# How to complete this task
Would you please write out each entry that follows, exactly as written?

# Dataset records
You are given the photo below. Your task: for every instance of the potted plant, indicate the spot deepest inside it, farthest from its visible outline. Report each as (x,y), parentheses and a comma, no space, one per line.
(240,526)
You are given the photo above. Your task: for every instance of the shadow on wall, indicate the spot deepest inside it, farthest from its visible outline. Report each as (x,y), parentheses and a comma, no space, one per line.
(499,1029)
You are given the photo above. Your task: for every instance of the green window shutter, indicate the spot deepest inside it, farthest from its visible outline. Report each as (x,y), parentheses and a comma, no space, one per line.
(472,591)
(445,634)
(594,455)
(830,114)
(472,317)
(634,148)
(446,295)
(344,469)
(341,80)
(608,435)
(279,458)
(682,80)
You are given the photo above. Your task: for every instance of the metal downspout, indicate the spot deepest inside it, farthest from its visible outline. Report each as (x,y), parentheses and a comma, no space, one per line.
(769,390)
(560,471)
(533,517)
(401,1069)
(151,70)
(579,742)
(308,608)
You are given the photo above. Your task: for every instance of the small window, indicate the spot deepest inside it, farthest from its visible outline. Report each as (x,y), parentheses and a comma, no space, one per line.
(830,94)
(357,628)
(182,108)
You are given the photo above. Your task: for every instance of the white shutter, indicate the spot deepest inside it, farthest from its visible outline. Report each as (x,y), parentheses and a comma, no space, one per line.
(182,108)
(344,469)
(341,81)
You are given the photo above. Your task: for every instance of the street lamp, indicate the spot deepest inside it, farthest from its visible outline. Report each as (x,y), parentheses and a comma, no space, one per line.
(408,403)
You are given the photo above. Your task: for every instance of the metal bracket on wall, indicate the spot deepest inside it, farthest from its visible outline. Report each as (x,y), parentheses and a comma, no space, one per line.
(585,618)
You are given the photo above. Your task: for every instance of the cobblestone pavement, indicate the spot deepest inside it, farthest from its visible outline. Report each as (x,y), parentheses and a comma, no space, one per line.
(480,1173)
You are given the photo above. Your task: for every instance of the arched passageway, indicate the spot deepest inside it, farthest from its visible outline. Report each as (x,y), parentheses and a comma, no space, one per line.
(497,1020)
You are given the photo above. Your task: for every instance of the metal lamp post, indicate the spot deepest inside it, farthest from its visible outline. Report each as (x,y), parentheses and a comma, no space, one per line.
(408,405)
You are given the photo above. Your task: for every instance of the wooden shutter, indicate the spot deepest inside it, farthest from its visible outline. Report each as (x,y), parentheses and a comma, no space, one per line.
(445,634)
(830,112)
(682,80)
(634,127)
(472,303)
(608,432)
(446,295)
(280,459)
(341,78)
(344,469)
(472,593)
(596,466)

# Result
You are given the photo below. Your task: for every instance of the potted plant, indicate the spot deepest inside it, farthest from its visible outline. Report each as (x,y), parentheses and a comma, no space, one per line.
(240,526)
You are given the photo above. Your task: for every instance of the shadow on wall, indicate the spot deepest inside it, farthest from its visible outline. Report each as (x,y), parentheses and a comma, no space, one per line.
(499,1029)
You are given the photo above. Your task: for every instance of the green window shutter, indicate the spot deepest inside it, farthest from its visible outline. Report each as (x,y), parentheses and a comma, no space, one per line.
(472,591)
(445,634)
(594,455)
(830,114)
(472,317)
(634,148)
(446,295)
(344,469)
(341,80)
(608,435)
(279,458)
(682,80)
You are given the photo above. Your task: for every instance of the metal downspout, indicate the spot deepest inside it, farthest from its visible outline. Report each as (x,y), parentheses and a comma, no space, one per line.
(769,390)
(560,471)
(533,517)
(401,1069)
(151,70)
(579,742)
(308,608)
You are given the photo above. Your task: for every instance of the small window, indicate the spot deepest inside it, farthest from its visible outline. Report each as (x,y), parentheses and a comma, no space, one per line.
(830,94)
(357,628)
(182,108)
You are given the photo above. Your task: for every instance of the white shutter, indicate the spot deepest inside it, farthest from its visible outline. Report each as (x,y), parentheses and a comma, no space, one per line.
(182,108)
(344,469)
(341,81)
You are given the photo above. Your task: for every instance of the street lamp, indicate the spot deepest inside it, farthest from its visible outline. Report each as (x,y), parentheses and a comma, no space, one per line.
(408,403)
You are given the photo above. Your task: for every instance of the metal bracket on wall, indicate the spot deepest inside it, farthest from its visible outline. Report each as (x,y), parentheses and a comma, no space, one per line.
(585,618)
You are given the photo above. Your task: for every instance of the cobblestone pavement, indicate the spot deepest inside it, farthest from its visible outline. Report each as (x,y), parentheses and a comma, no space, one per line.
(480,1173)
You are given the photo above. Your task: for every instance of the arched passageway, indicate the spot deepest inside it, farthest from its visible outline. Report each as (x,y), parentheses and a comma, no space, one per line.
(497,1020)
You are given the photo above. Your task: for every instance of the metal lamp post, indicate the spot deepest inside it, farthest from its visible outline. Report each as (x,y), parentheses and a comma, no space, one per line.
(408,405)
You are given the photo above. Your task: for every instance of the wooden shutter, indicate the spot deepest inside it, farthest from its visible outline. Report each as (x,y), parentheses and a comma, no space, one per line.
(445,634)
(830,112)
(682,80)
(634,127)
(472,303)
(608,432)
(446,295)
(280,459)
(341,78)
(344,469)
(472,593)
(596,466)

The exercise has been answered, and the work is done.